== What is required ==
Extract every line of the items below that contains the string "helmet", copying each such line in full.

[Point annotation records]
────────
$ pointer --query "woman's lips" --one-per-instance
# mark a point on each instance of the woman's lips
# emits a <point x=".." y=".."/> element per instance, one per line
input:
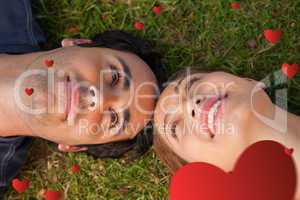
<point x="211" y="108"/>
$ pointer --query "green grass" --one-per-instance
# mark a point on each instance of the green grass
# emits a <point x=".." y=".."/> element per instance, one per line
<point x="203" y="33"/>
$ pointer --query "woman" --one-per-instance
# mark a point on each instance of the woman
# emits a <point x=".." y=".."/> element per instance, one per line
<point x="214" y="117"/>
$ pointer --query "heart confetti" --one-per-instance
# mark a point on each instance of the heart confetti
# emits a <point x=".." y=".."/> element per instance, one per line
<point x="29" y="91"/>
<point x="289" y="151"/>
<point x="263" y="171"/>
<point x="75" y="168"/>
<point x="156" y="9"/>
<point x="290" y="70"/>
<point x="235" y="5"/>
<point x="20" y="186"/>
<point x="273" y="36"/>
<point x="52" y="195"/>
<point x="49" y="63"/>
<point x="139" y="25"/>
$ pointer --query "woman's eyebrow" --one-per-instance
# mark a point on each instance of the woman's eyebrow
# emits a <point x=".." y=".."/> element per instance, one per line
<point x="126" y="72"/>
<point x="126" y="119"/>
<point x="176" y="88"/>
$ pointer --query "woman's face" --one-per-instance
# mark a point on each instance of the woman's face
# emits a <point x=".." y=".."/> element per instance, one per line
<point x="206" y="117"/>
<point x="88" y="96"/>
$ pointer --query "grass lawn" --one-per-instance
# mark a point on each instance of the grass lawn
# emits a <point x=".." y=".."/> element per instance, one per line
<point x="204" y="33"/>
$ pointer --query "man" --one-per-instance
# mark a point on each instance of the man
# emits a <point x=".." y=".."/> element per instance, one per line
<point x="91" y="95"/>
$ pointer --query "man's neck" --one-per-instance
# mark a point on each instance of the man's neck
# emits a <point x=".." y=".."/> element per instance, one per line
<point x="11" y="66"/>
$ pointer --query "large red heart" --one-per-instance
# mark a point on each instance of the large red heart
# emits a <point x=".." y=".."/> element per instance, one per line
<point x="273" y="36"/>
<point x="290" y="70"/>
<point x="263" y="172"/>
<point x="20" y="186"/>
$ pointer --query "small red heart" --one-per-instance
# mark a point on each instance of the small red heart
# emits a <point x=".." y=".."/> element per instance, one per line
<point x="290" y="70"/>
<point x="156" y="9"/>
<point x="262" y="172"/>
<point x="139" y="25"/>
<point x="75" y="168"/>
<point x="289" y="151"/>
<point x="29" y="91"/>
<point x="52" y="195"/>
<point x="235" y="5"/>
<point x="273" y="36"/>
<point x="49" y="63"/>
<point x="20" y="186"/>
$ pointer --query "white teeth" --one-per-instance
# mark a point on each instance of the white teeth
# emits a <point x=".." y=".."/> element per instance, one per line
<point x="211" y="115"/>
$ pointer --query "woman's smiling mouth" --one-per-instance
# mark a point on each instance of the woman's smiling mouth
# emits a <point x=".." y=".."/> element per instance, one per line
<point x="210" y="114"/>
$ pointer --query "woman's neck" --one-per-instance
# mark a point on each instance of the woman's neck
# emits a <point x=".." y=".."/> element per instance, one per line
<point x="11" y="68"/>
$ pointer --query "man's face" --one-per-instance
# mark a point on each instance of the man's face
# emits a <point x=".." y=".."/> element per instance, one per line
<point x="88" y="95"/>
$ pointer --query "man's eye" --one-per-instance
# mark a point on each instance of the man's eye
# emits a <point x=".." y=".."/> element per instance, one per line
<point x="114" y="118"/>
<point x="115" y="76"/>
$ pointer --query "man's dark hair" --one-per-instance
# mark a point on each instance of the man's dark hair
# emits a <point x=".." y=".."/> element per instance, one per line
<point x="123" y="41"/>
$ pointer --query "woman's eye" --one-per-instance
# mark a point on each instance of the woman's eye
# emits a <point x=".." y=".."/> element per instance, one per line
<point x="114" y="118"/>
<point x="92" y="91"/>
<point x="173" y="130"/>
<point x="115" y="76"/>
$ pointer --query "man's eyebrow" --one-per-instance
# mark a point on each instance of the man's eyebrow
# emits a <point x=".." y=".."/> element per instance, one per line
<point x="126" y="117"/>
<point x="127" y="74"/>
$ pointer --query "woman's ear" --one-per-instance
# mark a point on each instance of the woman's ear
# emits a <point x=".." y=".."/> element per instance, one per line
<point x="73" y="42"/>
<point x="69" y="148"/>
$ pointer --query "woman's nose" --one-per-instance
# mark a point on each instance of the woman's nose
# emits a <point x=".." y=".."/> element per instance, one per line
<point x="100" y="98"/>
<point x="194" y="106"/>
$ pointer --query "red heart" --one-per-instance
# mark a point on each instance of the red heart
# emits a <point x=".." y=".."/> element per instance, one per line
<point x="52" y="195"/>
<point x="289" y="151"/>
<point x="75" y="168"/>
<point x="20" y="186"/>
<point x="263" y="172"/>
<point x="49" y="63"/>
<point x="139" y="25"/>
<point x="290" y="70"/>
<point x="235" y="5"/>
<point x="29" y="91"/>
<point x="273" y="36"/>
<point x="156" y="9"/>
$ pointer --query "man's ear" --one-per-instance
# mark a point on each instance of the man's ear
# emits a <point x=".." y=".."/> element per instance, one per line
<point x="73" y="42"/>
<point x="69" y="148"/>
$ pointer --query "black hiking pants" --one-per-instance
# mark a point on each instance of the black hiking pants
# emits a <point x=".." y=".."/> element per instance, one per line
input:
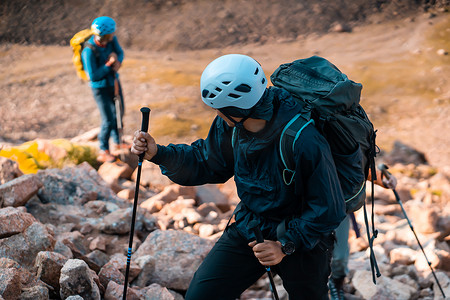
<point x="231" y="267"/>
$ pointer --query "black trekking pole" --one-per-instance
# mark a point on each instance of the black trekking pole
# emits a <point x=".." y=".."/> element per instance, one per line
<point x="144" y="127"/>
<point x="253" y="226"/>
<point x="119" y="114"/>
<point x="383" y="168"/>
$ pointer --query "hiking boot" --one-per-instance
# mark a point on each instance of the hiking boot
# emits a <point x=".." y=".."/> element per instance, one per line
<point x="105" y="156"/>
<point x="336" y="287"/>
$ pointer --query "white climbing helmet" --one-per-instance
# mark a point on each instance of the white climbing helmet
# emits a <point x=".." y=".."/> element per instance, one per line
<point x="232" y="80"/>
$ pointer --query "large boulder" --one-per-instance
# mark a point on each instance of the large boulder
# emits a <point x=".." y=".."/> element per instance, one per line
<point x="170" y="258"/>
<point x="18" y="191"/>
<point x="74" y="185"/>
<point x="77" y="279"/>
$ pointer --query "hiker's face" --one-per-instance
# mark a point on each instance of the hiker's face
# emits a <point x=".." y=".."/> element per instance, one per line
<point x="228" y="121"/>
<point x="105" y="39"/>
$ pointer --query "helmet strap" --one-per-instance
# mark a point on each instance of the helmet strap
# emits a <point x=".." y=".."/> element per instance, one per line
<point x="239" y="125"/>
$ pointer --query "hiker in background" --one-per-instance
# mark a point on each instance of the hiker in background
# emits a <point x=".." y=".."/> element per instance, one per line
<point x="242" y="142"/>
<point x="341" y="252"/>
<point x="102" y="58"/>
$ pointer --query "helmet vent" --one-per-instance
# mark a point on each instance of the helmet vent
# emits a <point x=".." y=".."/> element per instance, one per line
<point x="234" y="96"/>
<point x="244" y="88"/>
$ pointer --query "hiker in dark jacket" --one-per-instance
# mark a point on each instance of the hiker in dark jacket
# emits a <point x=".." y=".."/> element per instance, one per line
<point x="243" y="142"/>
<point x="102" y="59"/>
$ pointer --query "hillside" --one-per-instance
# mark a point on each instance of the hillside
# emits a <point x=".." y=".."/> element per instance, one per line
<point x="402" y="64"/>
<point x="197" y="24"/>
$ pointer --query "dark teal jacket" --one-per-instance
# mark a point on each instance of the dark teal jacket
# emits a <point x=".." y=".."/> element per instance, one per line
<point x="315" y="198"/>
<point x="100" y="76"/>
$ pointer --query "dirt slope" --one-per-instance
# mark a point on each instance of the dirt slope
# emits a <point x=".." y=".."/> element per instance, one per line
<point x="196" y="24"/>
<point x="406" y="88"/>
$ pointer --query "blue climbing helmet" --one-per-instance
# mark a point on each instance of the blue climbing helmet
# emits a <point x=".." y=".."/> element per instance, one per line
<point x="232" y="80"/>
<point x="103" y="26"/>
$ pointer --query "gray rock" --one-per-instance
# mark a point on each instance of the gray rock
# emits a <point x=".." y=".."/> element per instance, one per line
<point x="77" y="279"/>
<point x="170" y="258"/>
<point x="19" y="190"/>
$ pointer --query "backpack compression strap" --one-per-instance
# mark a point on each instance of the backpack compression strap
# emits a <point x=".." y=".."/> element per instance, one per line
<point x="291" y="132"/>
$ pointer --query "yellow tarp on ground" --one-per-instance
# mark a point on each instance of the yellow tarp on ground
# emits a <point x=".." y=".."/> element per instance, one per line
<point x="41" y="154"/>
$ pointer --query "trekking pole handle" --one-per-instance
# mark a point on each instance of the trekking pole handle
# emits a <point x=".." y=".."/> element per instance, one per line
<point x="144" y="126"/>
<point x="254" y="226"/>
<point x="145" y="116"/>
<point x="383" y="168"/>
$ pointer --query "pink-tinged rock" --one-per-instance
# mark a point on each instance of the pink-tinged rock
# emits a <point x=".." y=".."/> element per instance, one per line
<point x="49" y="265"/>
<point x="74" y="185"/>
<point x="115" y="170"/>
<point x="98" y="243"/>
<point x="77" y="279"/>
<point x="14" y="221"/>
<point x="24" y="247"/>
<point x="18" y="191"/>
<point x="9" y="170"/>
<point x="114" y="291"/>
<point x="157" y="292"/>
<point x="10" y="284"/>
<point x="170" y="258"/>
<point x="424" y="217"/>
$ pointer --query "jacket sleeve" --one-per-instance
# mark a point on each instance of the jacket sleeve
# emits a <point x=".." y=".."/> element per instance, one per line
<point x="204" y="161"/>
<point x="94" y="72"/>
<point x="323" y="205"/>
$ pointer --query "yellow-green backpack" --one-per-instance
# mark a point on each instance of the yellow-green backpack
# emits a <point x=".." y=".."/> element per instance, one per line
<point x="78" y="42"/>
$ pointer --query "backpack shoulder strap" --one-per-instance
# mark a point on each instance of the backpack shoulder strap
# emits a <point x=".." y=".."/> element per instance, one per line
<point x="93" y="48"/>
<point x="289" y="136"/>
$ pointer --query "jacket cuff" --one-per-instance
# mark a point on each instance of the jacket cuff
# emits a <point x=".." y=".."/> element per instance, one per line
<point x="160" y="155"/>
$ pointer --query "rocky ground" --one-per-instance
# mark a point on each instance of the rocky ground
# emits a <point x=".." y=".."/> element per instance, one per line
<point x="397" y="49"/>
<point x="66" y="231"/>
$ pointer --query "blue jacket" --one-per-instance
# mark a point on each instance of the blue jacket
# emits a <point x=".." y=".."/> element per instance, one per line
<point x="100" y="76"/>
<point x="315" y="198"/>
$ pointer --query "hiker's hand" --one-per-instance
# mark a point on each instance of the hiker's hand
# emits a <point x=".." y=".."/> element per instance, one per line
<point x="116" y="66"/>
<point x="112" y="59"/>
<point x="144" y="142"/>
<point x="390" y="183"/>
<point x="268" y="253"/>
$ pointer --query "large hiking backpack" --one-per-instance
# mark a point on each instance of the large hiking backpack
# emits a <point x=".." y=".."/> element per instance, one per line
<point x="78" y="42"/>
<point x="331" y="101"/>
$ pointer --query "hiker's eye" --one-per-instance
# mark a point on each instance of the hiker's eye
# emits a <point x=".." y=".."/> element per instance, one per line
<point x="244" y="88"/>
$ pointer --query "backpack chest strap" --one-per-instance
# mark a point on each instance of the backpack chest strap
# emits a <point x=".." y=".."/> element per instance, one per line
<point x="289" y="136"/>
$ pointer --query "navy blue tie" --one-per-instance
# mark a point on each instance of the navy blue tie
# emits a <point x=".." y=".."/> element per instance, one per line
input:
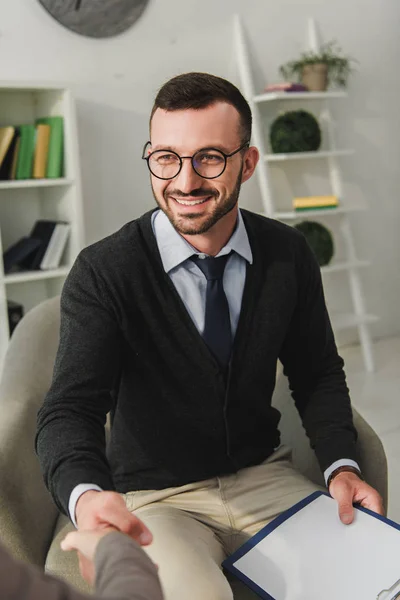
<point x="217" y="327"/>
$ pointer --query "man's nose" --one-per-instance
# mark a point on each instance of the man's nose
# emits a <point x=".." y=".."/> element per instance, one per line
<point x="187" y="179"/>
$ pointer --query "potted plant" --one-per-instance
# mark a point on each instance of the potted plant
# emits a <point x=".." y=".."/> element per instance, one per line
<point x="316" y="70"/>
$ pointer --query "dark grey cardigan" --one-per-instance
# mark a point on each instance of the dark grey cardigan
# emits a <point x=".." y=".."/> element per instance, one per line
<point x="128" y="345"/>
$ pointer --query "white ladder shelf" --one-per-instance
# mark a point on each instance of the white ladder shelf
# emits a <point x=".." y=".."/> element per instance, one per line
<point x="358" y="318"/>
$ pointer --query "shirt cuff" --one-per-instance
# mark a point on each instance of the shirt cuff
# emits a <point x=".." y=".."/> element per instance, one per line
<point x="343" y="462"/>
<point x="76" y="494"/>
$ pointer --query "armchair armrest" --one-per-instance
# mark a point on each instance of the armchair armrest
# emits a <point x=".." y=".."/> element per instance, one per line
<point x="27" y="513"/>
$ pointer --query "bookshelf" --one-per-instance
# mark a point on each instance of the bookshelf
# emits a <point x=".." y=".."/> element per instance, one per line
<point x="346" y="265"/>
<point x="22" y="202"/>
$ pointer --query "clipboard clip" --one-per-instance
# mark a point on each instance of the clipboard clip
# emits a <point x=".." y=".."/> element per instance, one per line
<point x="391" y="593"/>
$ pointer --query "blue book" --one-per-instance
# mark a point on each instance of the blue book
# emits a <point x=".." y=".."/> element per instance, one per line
────────
== Exercise result ==
$ pointer --query "white climbing helmet" --one-per-instance
# mark a point on each instance of the white climbing helmet
$ pointer --query "helmet strap" --one-per-instance
# mark a point on each instance of the helmet strap
$ pointer --query "helmet vent" --one-per-instance
# mark a point on each instance of the helmet vent
$ pointer --query "blue climbing helmet" --one-per-instance
# mark a point on each instance of the blue climbing helmet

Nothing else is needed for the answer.